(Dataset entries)

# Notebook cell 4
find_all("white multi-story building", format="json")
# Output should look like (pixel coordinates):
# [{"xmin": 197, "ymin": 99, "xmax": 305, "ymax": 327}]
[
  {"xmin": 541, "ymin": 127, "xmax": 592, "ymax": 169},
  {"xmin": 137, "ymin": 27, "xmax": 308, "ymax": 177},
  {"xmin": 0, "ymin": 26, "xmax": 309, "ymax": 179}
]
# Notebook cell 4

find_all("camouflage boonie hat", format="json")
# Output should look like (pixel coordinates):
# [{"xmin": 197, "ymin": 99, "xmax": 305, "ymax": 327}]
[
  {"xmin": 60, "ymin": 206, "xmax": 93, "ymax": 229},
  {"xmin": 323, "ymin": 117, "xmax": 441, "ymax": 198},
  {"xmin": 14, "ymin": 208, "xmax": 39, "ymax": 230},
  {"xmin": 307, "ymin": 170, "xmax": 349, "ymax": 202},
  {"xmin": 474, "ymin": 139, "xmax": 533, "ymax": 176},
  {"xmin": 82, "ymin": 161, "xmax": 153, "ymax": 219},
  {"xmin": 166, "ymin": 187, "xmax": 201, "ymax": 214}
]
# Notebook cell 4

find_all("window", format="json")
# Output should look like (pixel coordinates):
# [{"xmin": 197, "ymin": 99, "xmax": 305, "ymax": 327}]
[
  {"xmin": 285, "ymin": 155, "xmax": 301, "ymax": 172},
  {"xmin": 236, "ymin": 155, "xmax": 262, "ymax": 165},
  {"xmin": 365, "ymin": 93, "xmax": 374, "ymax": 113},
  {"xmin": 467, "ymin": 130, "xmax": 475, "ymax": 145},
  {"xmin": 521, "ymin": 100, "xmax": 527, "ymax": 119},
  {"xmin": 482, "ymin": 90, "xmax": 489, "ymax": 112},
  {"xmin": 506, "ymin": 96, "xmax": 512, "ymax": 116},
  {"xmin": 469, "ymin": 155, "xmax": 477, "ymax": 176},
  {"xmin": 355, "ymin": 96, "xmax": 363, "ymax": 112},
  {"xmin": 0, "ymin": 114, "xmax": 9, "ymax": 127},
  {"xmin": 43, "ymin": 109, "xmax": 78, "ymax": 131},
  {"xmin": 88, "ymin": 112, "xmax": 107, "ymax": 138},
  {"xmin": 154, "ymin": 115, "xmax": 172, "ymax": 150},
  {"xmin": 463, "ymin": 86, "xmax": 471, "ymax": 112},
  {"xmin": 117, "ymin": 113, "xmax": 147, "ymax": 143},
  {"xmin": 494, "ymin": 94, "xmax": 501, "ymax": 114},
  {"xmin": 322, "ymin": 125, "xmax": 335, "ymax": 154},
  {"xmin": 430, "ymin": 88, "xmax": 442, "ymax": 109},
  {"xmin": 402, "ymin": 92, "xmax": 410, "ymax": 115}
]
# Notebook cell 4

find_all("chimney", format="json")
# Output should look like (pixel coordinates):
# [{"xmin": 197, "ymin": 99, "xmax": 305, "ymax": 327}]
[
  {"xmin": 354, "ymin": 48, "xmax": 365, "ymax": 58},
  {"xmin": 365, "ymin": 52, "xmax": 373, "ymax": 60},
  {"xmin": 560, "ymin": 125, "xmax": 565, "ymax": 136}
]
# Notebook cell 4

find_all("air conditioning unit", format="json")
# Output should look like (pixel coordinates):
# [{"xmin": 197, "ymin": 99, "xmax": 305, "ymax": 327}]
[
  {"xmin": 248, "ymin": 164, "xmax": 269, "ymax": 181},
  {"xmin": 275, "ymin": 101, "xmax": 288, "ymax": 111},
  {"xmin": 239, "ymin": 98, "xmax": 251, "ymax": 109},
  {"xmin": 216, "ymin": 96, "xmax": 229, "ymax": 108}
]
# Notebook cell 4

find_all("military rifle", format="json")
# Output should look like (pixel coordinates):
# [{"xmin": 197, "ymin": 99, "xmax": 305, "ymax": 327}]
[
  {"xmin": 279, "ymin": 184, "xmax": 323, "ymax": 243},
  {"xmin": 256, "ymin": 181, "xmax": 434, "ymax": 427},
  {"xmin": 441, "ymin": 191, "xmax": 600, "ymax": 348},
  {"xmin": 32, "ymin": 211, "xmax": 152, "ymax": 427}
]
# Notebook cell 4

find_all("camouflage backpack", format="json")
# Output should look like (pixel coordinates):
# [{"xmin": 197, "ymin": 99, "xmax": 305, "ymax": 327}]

*Problem to work on*: With no line skipped, copy the entries exactly as written.

*Answer box*:
# Notebook cell 4
find_all("white multi-story building", format="json")
# Output should look like (pixel coordinates):
# [{"xmin": 197, "ymin": 99, "xmax": 305, "ymax": 327}]
[
  {"xmin": 541, "ymin": 127, "xmax": 592, "ymax": 169},
  {"xmin": 137, "ymin": 27, "xmax": 308, "ymax": 177},
  {"xmin": 0, "ymin": 26, "xmax": 309, "ymax": 179}
]
# Notebook cell 4

find_all("camouflage boonie hat", format="json")
# Output should look like (pixel coordinates):
# [{"xmin": 197, "ymin": 99, "xmax": 305, "ymax": 327}]
[
  {"xmin": 60, "ymin": 206, "xmax": 93, "ymax": 229},
  {"xmin": 323, "ymin": 117, "xmax": 441, "ymax": 198},
  {"xmin": 14, "ymin": 208, "xmax": 39, "ymax": 230},
  {"xmin": 307, "ymin": 170, "xmax": 349, "ymax": 202},
  {"xmin": 474, "ymin": 139, "xmax": 533, "ymax": 176},
  {"xmin": 82, "ymin": 161, "xmax": 153, "ymax": 219},
  {"xmin": 166, "ymin": 187, "xmax": 201, "ymax": 214}
]
# Notebook cell 4

find_all("window", format="json")
# Output should look like (pixel coordinates):
# [{"xmin": 197, "ymin": 99, "xmax": 305, "ymax": 327}]
[
  {"xmin": 285, "ymin": 155, "xmax": 301, "ymax": 172},
  {"xmin": 236, "ymin": 155, "xmax": 262, "ymax": 165},
  {"xmin": 365, "ymin": 93, "xmax": 374, "ymax": 113},
  {"xmin": 467, "ymin": 130, "xmax": 475, "ymax": 145},
  {"xmin": 521, "ymin": 100, "xmax": 527, "ymax": 119},
  {"xmin": 482, "ymin": 90, "xmax": 489, "ymax": 112},
  {"xmin": 506, "ymin": 96, "xmax": 512, "ymax": 116},
  {"xmin": 469, "ymin": 155, "xmax": 477, "ymax": 176},
  {"xmin": 355, "ymin": 96, "xmax": 363, "ymax": 112},
  {"xmin": 0, "ymin": 114, "xmax": 9, "ymax": 127},
  {"xmin": 43, "ymin": 109, "xmax": 78, "ymax": 131},
  {"xmin": 88, "ymin": 112, "xmax": 107, "ymax": 138},
  {"xmin": 154, "ymin": 115, "xmax": 172, "ymax": 150},
  {"xmin": 463, "ymin": 86, "xmax": 471, "ymax": 112},
  {"xmin": 117, "ymin": 113, "xmax": 147, "ymax": 143},
  {"xmin": 494, "ymin": 94, "xmax": 501, "ymax": 114},
  {"xmin": 322, "ymin": 125, "xmax": 335, "ymax": 154},
  {"xmin": 430, "ymin": 88, "xmax": 442, "ymax": 109},
  {"xmin": 402, "ymin": 92, "xmax": 410, "ymax": 115}
]
# Notebook cell 4

find_all("chimney", format="json")
# Output should look like (pixel coordinates):
# [{"xmin": 197, "ymin": 99, "xmax": 305, "ymax": 327}]
[
  {"xmin": 354, "ymin": 48, "xmax": 365, "ymax": 58},
  {"xmin": 365, "ymin": 52, "xmax": 373, "ymax": 60},
  {"xmin": 560, "ymin": 125, "xmax": 565, "ymax": 136}
]
# Notebook cell 4

find_all("air conditioning unit", format="json")
# Output should look like (pixel coordinates):
# [{"xmin": 197, "ymin": 99, "xmax": 305, "ymax": 327}]
[
  {"xmin": 248, "ymin": 164, "xmax": 269, "ymax": 181},
  {"xmin": 275, "ymin": 101, "xmax": 288, "ymax": 111},
  {"xmin": 239, "ymin": 98, "xmax": 251, "ymax": 109},
  {"xmin": 216, "ymin": 96, "xmax": 229, "ymax": 108}
]
# Notebook cell 4

find_all("military rifle", format="json")
# Output should look like (pixel coordinates):
# [{"xmin": 197, "ymin": 99, "xmax": 305, "ymax": 327}]
[
  {"xmin": 279, "ymin": 184, "xmax": 323, "ymax": 243},
  {"xmin": 256, "ymin": 181, "xmax": 434, "ymax": 427},
  {"xmin": 441, "ymin": 191, "xmax": 600, "ymax": 348},
  {"xmin": 32, "ymin": 211, "xmax": 152, "ymax": 427}
]
# Notebook cell 4

find_all("camouflage backpack", format="json")
# Output should look like (pixel coordinates):
# [{"xmin": 197, "ymin": 99, "xmax": 305, "ymax": 327}]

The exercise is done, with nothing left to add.